## WHAT IS NEEDED
Could you copy, word for word, only the lines from the one containing "You are given a photograph. Could you point to the patch" through the last line of the records below, both included?
[[ DATA SUPPLIED, beginning ]]
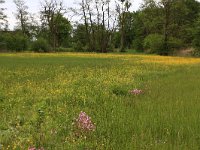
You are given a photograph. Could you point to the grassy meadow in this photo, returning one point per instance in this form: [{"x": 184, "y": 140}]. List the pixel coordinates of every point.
[{"x": 41, "y": 95}]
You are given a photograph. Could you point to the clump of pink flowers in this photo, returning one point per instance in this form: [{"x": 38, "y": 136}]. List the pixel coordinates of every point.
[
  {"x": 84, "y": 122},
  {"x": 136, "y": 92}
]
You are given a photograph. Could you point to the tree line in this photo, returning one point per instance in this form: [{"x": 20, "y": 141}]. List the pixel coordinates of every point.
[{"x": 158, "y": 26}]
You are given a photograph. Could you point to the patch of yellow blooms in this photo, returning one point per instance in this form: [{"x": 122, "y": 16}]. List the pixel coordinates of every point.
[{"x": 168, "y": 60}]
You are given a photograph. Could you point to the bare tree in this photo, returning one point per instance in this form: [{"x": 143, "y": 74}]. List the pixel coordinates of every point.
[[ DATA SUPPLIED, end ]]
## THE COMPLETED TASK
You are given a photograph. Could you point to the patch of yellow blooms in this photo, returning one point per instance in this form: [{"x": 122, "y": 16}]. List the pixel coordinates of every point.
[{"x": 168, "y": 60}]
You are given a photograph. Could you point to the bare tree in this photo, returning one point per instance in this form: [{"x": 143, "y": 74}]. List the pixel coordinates of every point.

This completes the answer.